Point-per-instance localization data:

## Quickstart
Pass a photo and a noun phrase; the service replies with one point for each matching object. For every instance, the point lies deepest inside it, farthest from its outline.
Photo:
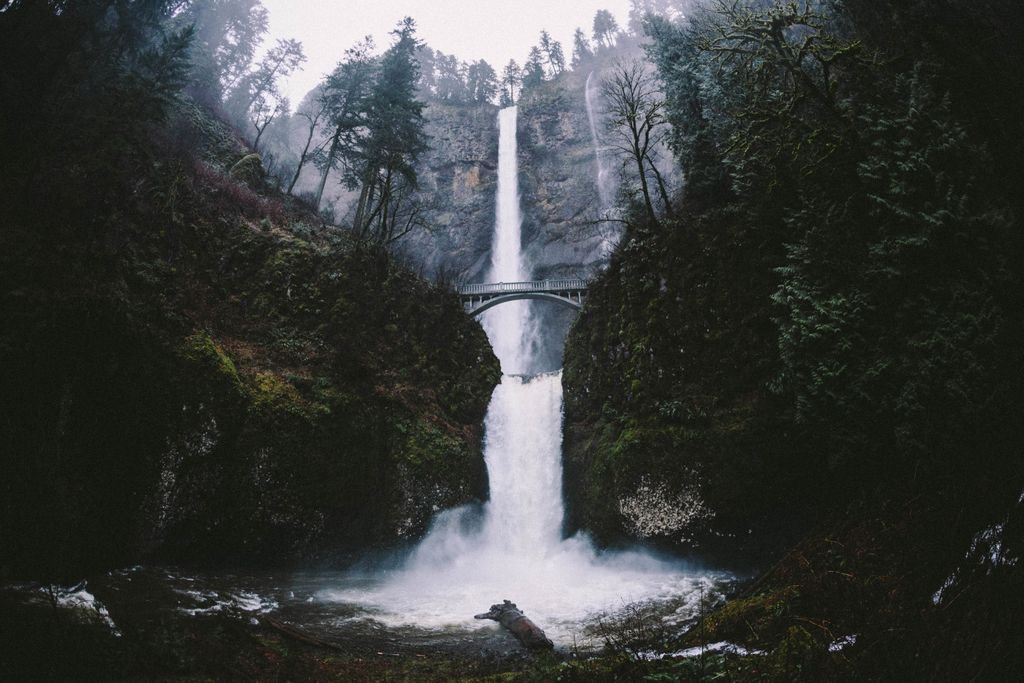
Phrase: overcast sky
(492, 30)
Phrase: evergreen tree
(344, 94)
(553, 54)
(481, 82)
(605, 28)
(511, 80)
(385, 156)
(581, 48)
(532, 71)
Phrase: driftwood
(525, 631)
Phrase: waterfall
(515, 548)
(604, 187)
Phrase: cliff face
(458, 179)
(229, 383)
(558, 181)
(557, 185)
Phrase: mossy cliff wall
(228, 383)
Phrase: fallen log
(524, 630)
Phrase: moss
(201, 349)
(249, 170)
(271, 394)
(753, 621)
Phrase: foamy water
(513, 548)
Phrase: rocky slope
(201, 373)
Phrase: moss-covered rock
(233, 386)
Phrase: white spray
(517, 551)
(604, 184)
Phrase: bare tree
(635, 117)
(316, 112)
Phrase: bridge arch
(480, 297)
(542, 296)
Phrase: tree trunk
(527, 633)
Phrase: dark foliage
(829, 331)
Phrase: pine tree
(581, 48)
(511, 80)
(385, 157)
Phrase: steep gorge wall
(232, 385)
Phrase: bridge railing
(537, 286)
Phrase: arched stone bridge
(478, 298)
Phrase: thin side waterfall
(604, 187)
(513, 547)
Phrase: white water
(516, 550)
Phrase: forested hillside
(194, 367)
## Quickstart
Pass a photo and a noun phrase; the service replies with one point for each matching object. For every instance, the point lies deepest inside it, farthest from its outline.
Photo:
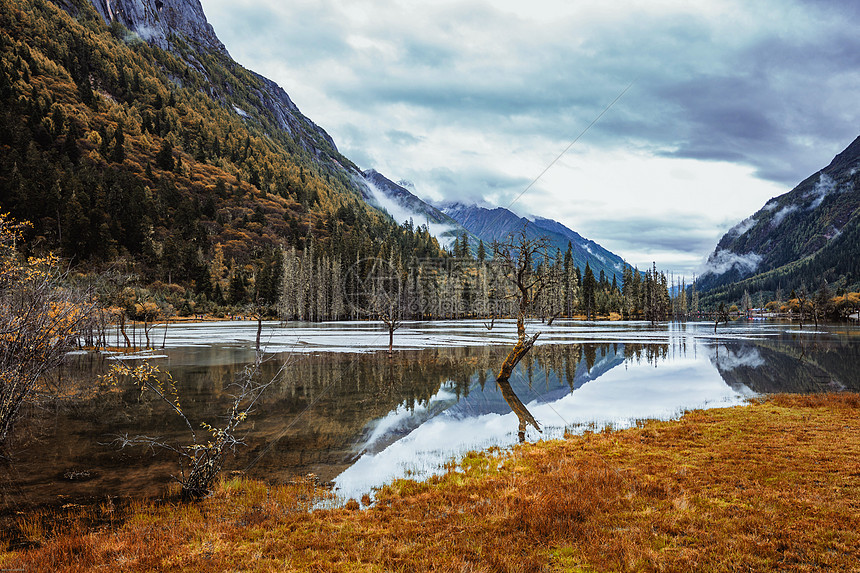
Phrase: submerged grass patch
(772, 486)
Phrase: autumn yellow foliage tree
(40, 320)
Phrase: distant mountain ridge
(807, 235)
(496, 224)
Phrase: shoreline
(772, 485)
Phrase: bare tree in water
(376, 290)
(518, 257)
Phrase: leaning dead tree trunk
(517, 259)
(525, 417)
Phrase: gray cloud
(769, 85)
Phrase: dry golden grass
(770, 487)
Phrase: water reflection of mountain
(790, 362)
(548, 374)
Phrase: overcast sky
(731, 103)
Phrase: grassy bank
(770, 487)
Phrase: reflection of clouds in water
(619, 399)
(369, 336)
(729, 359)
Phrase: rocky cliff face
(156, 21)
(180, 27)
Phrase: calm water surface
(353, 416)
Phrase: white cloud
(402, 213)
(733, 102)
(722, 261)
(825, 186)
(742, 227)
(782, 214)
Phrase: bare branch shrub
(40, 320)
(201, 461)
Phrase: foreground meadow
(774, 486)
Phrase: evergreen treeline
(318, 286)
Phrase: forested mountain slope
(805, 237)
(181, 164)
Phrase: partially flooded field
(346, 412)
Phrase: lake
(357, 418)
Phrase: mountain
(808, 235)
(132, 141)
(496, 224)
(403, 205)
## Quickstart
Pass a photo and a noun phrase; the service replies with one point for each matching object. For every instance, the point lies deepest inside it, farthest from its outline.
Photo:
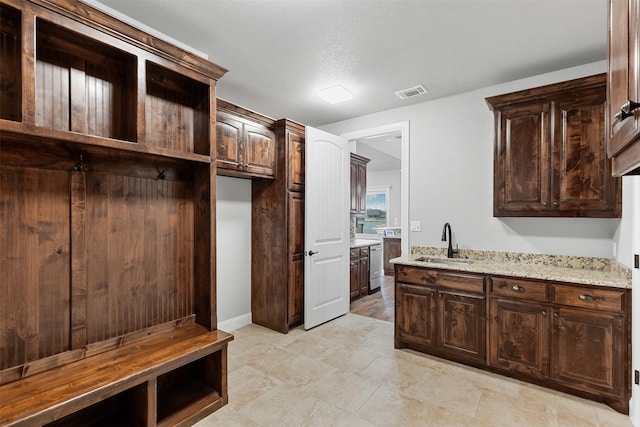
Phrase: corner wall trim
(235, 322)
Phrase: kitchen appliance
(376, 268)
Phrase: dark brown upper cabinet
(549, 152)
(245, 143)
(623, 87)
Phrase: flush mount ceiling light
(335, 94)
(411, 92)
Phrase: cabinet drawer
(415, 275)
(601, 299)
(520, 289)
(462, 282)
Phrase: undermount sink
(444, 260)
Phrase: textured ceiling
(279, 53)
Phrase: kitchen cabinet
(245, 143)
(358, 184)
(359, 272)
(569, 337)
(107, 185)
(441, 313)
(565, 335)
(392, 249)
(589, 351)
(550, 155)
(519, 326)
(277, 227)
(623, 87)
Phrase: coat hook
(161, 174)
(79, 167)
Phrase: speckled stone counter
(361, 243)
(583, 270)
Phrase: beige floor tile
(347, 373)
(459, 396)
(247, 384)
(286, 406)
(389, 407)
(345, 390)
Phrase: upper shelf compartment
(83, 85)
(10, 58)
(177, 113)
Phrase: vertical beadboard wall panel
(34, 264)
(140, 240)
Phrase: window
(377, 208)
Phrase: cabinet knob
(626, 110)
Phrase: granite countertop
(583, 270)
(361, 243)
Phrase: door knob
(626, 110)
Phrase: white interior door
(326, 227)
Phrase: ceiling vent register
(411, 92)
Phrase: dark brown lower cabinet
(587, 351)
(570, 337)
(461, 325)
(359, 272)
(519, 334)
(442, 320)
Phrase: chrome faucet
(450, 251)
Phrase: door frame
(403, 128)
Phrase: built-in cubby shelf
(83, 85)
(176, 111)
(10, 58)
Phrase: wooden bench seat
(142, 383)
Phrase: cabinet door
(392, 249)
(295, 310)
(461, 321)
(296, 256)
(364, 276)
(354, 187)
(519, 337)
(259, 151)
(582, 172)
(623, 79)
(228, 140)
(415, 316)
(295, 176)
(522, 167)
(354, 278)
(362, 189)
(588, 351)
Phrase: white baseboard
(235, 322)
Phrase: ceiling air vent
(411, 92)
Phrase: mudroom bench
(173, 378)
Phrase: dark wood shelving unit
(107, 218)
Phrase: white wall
(388, 178)
(451, 177)
(233, 252)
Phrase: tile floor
(347, 373)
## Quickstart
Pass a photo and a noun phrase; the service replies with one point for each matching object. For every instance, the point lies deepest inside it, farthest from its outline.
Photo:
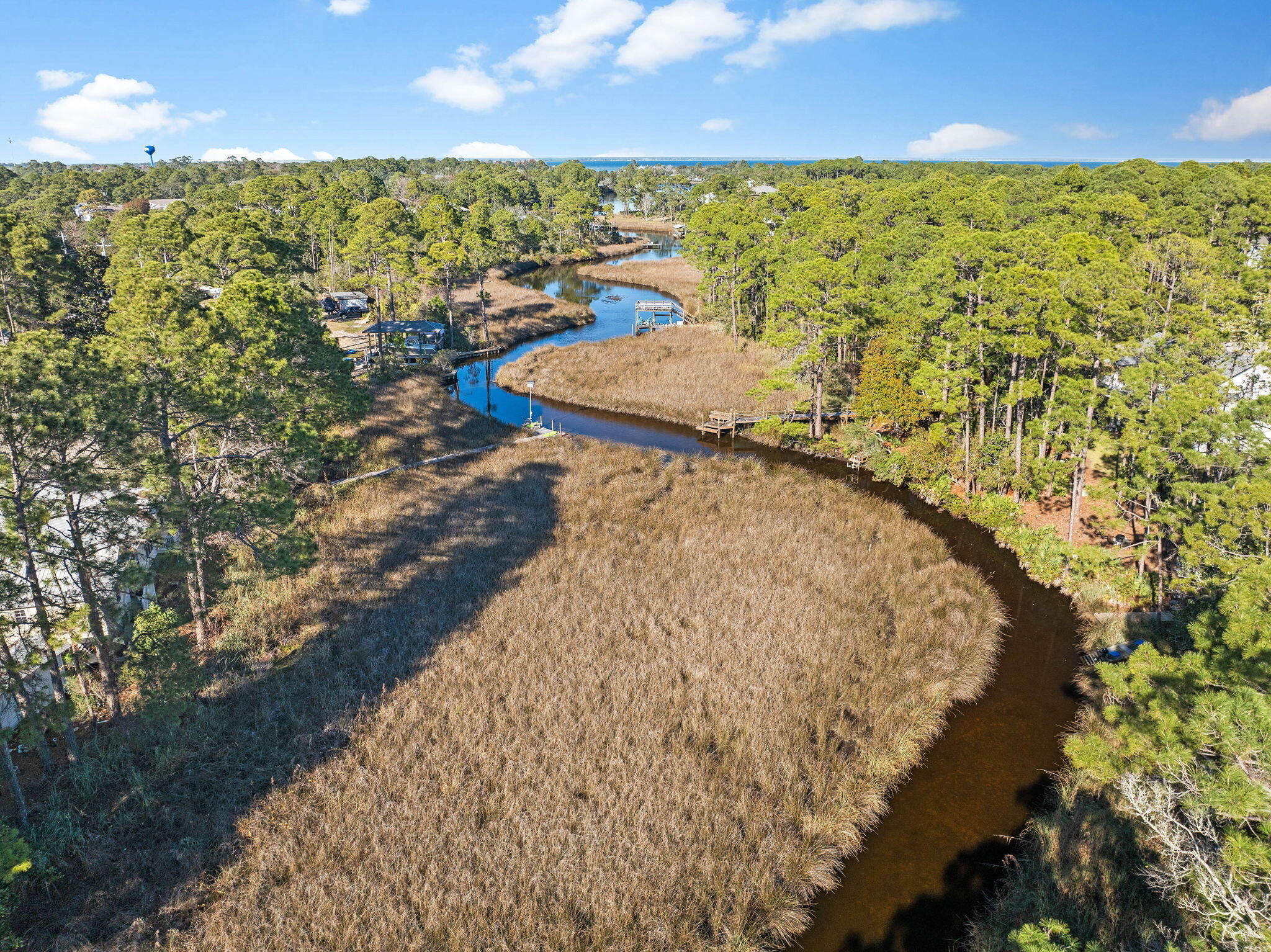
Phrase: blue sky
(1074, 79)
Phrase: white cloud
(97, 115)
(1084, 130)
(242, 151)
(959, 138)
(822, 19)
(680, 31)
(1247, 115)
(573, 37)
(463, 87)
(487, 150)
(56, 149)
(104, 87)
(58, 79)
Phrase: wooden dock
(721, 422)
(651, 315)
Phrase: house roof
(405, 327)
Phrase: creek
(951, 825)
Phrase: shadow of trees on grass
(155, 810)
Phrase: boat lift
(651, 315)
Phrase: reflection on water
(941, 847)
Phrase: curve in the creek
(950, 825)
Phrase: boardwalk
(650, 315)
(721, 422)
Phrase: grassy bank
(673, 276)
(639, 223)
(567, 669)
(608, 708)
(679, 374)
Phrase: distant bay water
(603, 164)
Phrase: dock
(651, 315)
(721, 422)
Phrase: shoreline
(518, 314)
(777, 436)
(674, 277)
(637, 223)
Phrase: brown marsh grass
(679, 374)
(566, 696)
(639, 223)
(673, 276)
(516, 313)
(631, 703)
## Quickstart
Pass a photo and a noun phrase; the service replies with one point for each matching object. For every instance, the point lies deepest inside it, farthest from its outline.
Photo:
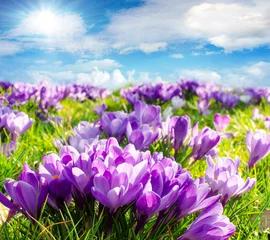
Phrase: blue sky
(110, 43)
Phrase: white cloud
(53, 77)
(212, 52)
(37, 77)
(57, 26)
(58, 63)
(102, 78)
(259, 70)
(130, 75)
(9, 48)
(177, 55)
(232, 26)
(195, 54)
(68, 34)
(146, 48)
(250, 75)
(41, 61)
(152, 47)
(104, 64)
(200, 75)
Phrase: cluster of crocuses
(115, 178)
(163, 92)
(144, 126)
(49, 96)
(12, 125)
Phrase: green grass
(74, 223)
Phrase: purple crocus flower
(203, 142)
(180, 130)
(119, 186)
(204, 107)
(221, 122)
(4, 112)
(81, 177)
(177, 102)
(258, 145)
(84, 134)
(267, 123)
(210, 225)
(8, 148)
(59, 186)
(141, 137)
(18, 123)
(223, 177)
(28, 193)
(161, 190)
(114, 124)
(256, 114)
(148, 114)
(99, 109)
(193, 198)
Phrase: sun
(46, 21)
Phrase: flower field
(183, 161)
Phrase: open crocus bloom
(223, 178)
(258, 145)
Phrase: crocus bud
(206, 140)
(210, 225)
(181, 131)
(221, 122)
(258, 145)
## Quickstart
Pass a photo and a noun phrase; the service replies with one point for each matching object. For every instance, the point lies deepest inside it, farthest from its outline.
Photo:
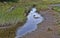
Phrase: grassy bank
(18, 14)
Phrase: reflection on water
(31, 24)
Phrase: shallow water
(31, 23)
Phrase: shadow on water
(33, 18)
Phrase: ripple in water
(31, 24)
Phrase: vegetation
(8, 0)
(56, 8)
(18, 14)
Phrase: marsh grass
(18, 14)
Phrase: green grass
(11, 17)
(56, 8)
(18, 14)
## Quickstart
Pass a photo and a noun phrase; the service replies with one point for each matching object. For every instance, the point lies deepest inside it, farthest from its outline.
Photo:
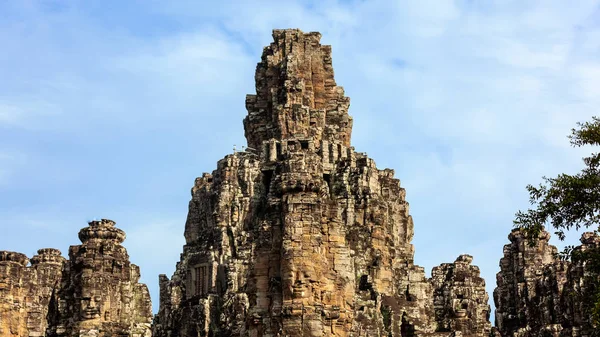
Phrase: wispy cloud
(117, 113)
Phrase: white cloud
(467, 103)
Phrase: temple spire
(296, 94)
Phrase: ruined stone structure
(539, 295)
(297, 235)
(460, 300)
(300, 235)
(94, 293)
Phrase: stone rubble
(300, 235)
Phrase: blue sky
(110, 109)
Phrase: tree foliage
(570, 201)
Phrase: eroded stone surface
(299, 235)
(460, 299)
(539, 295)
(94, 293)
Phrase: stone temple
(300, 235)
(297, 235)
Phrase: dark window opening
(267, 177)
(364, 283)
(406, 329)
(201, 280)
(327, 178)
(409, 297)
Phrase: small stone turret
(100, 294)
(538, 295)
(299, 235)
(94, 293)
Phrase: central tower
(299, 235)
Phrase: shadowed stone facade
(94, 293)
(538, 295)
(297, 235)
(300, 235)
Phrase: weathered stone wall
(539, 295)
(94, 293)
(299, 235)
(460, 300)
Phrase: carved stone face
(90, 306)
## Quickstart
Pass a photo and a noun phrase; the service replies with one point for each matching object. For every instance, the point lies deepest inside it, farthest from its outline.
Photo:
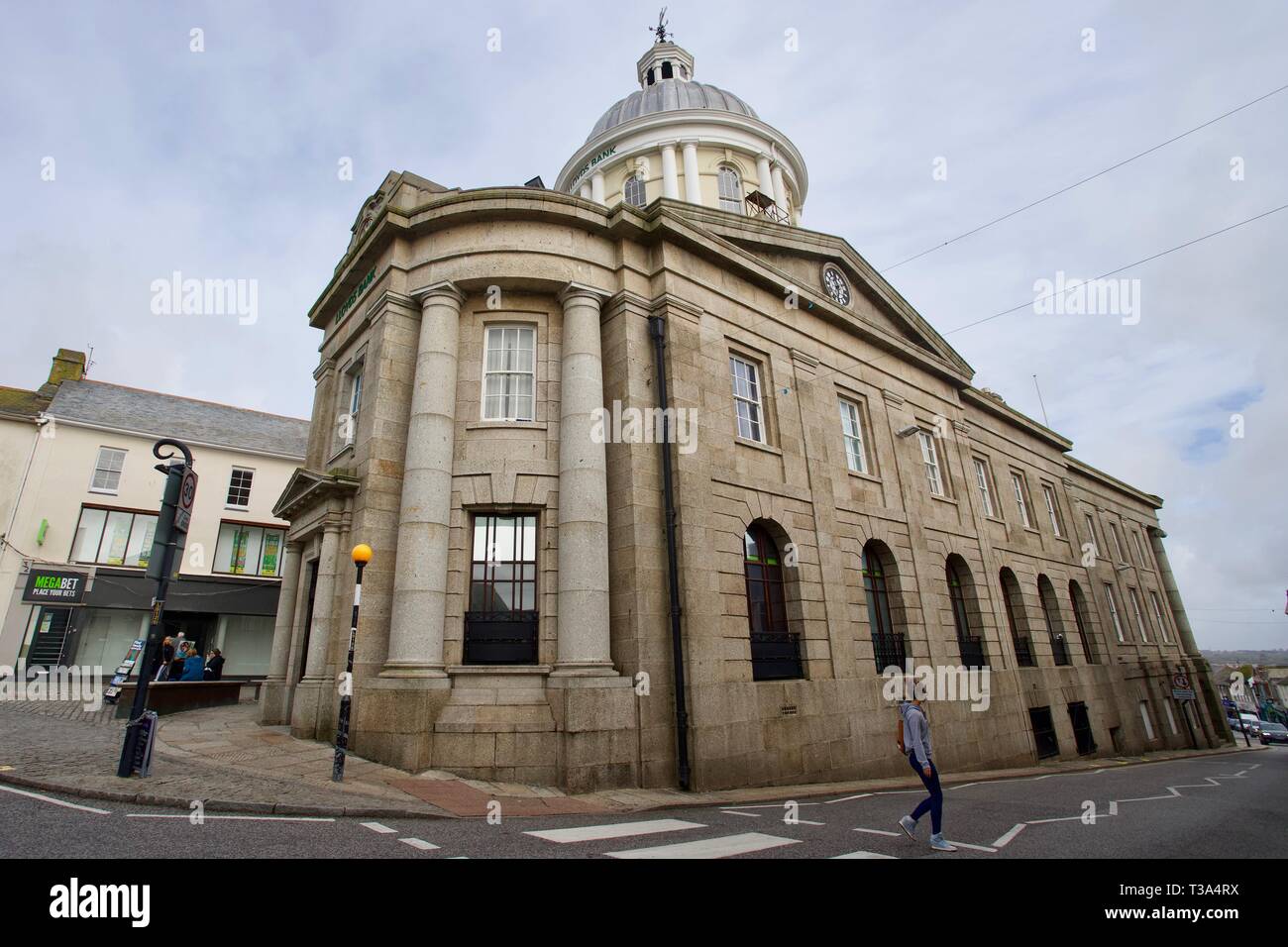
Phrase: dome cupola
(687, 141)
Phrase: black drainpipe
(657, 329)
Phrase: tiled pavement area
(224, 757)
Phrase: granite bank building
(845, 500)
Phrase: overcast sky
(223, 163)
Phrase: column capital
(576, 290)
(438, 290)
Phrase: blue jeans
(935, 801)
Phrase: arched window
(958, 583)
(1014, 604)
(887, 643)
(632, 191)
(774, 650)
(1083, 621)
(730, 189)
(1051, 616)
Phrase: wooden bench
(176, 696)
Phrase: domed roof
(670, 95)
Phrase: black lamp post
(361, 557)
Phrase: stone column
(780, 185)
(284, 621)
(765, 179)
(670, 180)
(692, 180)
(584, 639)
(420, 577)
(1173, 592)
(323, 599)
(273, 701)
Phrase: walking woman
(914, 741)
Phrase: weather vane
(660, 30)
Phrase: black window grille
(774, 648)
(1081, 722)
(888, 644)
(1043, 732)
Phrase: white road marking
(977, 848)
(864, 855)
(1016, 830)
(419, 843)
(709, 848)
(233, 818)
(55, 801)
(614, 830)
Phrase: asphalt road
(1215, 806)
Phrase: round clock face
(836, 286)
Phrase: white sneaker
(938, 844)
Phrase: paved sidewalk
(227, 759)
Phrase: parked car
(1273, 733)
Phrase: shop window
(249, 551)
(114, 538)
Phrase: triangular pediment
(308, 487)
(802, 257)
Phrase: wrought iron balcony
(776, 656)
(888, 650)
(763, 205)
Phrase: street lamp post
(361, 557)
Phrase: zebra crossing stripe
(721, 847)
(614, 830)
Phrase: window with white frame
(1091, 534)
(632, 191)
(107, 471)
(1119, 541)
(1140, 615)
(746, 398)
(1140, 549)
(352, 403)
(510, 373)
(983, 482)
(1158, 616)
(851, 431)
(239, 487)
(1113, 611)
(730, 189)
(930, 458)
(1052, 509)
(1021, 499)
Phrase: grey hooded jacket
(915, 732)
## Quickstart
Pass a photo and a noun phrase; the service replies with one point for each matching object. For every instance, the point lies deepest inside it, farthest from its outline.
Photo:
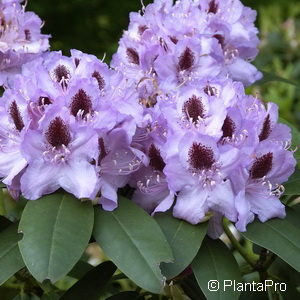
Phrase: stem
(250, 258)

[Work to be completed]: Copy exactly, please, every line from the one holding "Phrase: carved stone face" through the last line of the data, both ends included, and no pictures.

[Solved exercise]:
Phrase: carved stone face
(90, 306)
## Quickstart
Pass a photo and a noun phrase; the service replies with one point for each matching object. For every instance, the point lies deepest inside it, farthest from its outline.
Photo:
Phrase: dome cupola
(687, 141)
Phrase: black drainpipe
(657, 329)
Phrase: tiled pavement area
(224, 757)
Phrase: granite bank building
(845, 500)
Phrase: overcast sky
(223, 163)
Phrase: column capital
(576, 290)
(438, 290)
Phrase: blue jeans
(935, 801)
Phrase: arched window
(958, 583)
(1014, 604)
(887, 643)
(632, 191)
(774, 650)
(1083, 621)
(730, 189)
(1051, 616)
Phrase: wooden bench
(176, 696)
Phrase: domed roof
(670, 95)
Phrase: black lamp post
(361, 557)
Phrase: stone column
(780, 185)
(284, 621)
(765, 179)
(670, 180)
(692, 180)
(584, 639)
(420, 577)
(1173, 592)
(323, 599)
(273, 701)
Phrase: walking woman
(914, 741)
Phrase: weather vane
(660, 30)
Phrase: black window grille
(774, 648)
(1081, 722)
(888, 644)
(1043, 732)
Phrase: white road marking
(977, 848)
(864, 855)
(1016, 830)
(419, 843)
(709, 848)
(233, 818)
(55, 801)
(614, 830)
Phrase: asphalt road
(1215, 806)
Phrase: round clock face
(836, 286)
Phrase: white sneaker
(938, 844)
Phrase: paved sidewalk
(227, 759)
Phrase: parked car
(1273, 733)
Phrase: shop window
(249, 551)
(114, 538)
Phrase: triangular pediment
(308, 487)
(802, 257)
Phrase: wrought iron balcony
(776, 656)
(888, 650)
(763, 205)
Phrase: street lamp post
(361, 557)
Phrase: zebra crossing stripe
(721, 847)
(614, 830)
Phrase: window with white frame
(1091, 534)
(632, 191)
(107, 471)
(1119, 541)
(1140, 615)
(746, 398)
(1140, 549)
(352, 403)
(510, 373)
(983, 482)
(1158, 616)
(851, 431)
(239, 487)
(1113, 611)
(730, 189)
(930, 458)
(1052, 509)
(1021, 499)
Phrase: grey hooded jacket
(915, 732)
## Quickstart
Pass a photo and a noun phrase; the service replies with one point for each matching object. For every instance, the point lies deepest inside it, farthest from its outline.
Photo:
Phrase: stem
(250, 258)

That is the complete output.